Saved data entries:

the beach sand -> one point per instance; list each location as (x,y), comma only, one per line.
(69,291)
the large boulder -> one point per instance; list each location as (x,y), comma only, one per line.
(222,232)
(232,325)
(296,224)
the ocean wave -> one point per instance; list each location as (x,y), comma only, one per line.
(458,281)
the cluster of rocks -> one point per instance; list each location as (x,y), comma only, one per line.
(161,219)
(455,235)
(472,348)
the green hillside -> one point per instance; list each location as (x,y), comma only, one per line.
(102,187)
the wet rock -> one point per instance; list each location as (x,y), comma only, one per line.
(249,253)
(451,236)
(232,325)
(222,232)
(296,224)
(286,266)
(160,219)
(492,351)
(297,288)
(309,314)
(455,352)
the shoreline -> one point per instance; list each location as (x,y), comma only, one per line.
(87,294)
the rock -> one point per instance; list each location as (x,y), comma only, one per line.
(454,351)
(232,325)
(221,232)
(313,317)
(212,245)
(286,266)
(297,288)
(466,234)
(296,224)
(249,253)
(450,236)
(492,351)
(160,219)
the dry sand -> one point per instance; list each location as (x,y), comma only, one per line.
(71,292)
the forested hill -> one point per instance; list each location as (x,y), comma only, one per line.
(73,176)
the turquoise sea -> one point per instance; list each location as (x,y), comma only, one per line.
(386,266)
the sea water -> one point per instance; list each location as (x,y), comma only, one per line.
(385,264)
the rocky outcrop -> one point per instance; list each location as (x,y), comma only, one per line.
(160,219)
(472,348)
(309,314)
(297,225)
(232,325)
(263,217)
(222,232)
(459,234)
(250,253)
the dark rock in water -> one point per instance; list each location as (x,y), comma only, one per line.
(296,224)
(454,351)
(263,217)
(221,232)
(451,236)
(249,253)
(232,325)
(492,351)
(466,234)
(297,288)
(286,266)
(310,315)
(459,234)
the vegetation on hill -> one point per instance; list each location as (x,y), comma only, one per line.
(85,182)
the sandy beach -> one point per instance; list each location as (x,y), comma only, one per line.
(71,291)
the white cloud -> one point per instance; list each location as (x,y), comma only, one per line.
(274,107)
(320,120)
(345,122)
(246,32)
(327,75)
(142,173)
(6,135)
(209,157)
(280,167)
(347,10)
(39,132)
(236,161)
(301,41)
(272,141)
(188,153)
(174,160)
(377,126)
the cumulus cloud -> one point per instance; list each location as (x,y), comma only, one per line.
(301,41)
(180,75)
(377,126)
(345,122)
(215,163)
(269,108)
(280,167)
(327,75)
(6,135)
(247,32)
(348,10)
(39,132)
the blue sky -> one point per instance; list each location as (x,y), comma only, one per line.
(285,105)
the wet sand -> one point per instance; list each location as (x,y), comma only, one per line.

> THE PROBLEM
When you answer, return the records above exactly as they stand.

> RESPONSE TO THE EXERCISE
the beach sand -> one point per instance; list each location as (x,y), comma only, one per line.
(69,291)
the large boulder -> one point per instance; list each location as (x,y), comma only, one per line.
(222,232)
(232,325)
(296,224)
the ocean wave -> one point per instance; list each location as (x,y), comma only, one per line.
(458,281)
the cluster of rocks -> one point per instance; list each location as (x,y), comma only, one per line.
(161,219)
(455,235)
(472,348)
the green hillside -> one point per instance; list each location as (x,y), comma only, one per line.
(102,187)
the wet rock -> one point per instance; list each location as (x,y), comma only, one per line.
(249,253)
(451,236)
(232,325)
(222,232)
(296,224)
(286,266)
(160,219)
(492,351)
(297,288)
(309,314)
(455,352)
the shoreline -> one point per instance; list each location as (x,y), comma only, one per line.
(87,294)
the rock -> one point per instance; list each location as (x,y), comma only, one per line.
(454,351)
(232,325)
(221,232)
(313,317)
(212,245)
(286,266)
(297,288)
(466,234)
(296,224)
(249,253)
(450,236)
(492,351)
(160,219)
the dry sand -> one point per instance; list each location as (x,y), comma only, one per line.
(71,292)
the forested hill -> one point per instance; list each location as (x,y), comma only, one per line.
(73,176)
the turquoise sea -> one point per instance; list each location as (x,y), comma only, one per line.
(386,266)
the sea water -> one point per instance; list each location as (x,y), comma only, one per line.
(385,264)
the rocky outcrop -> one point per instance; list each location as (x,y), comma only, one per line.
(160,219)
(472,348)
(309,314)
(297,225)
(232,325)
(263,217)
(222,232)
(459,234)
(250,253)
the dark rock in water -> one point per instance; list each location as (x,y), comma only, one per line.
(296,224)
(454,351)
(263,217)
(221,232)
(451,236)
(249,253)
(232,325)
(492,351)
(466,234)
(297,288)
(286,266)
(310,315)
(459,234)
the vegetation on hill -> one point per instance; list each location as (x,y), comma only, one per line.
(85,182)
the sandy beach -> one point per instance; list each location as (x,y), comma only, one per line.
(71,291)
the white cloud -> one point per instance; list each location as (x,y), comma only, one per line.
(274,107)
(320,120)
(345,122)
(246,32)
(327,75)
(142,173)
(6,135)
(209,157)
(280,167)
(347,10)
(39,132)
(236,161)
(301,41)
(272,141)
(188,153)
(174,160)
(377,126)
the cumulus cloud -> one point per instance; list each location as (x,y), comma only, one per line.
(301,41)
(180,75)
(377,126)
(345,122)
(215,163)
(269,108)
(280,167)
(327,75)
(6,135)
(247,32)
(348,10)
(39,132)
the blue sky -> one point per instance; list each location as (x,y), comma only, one per line.
(285,105)
the wet sand -> one point per instance; list each location as (x,y), comma only, one per line.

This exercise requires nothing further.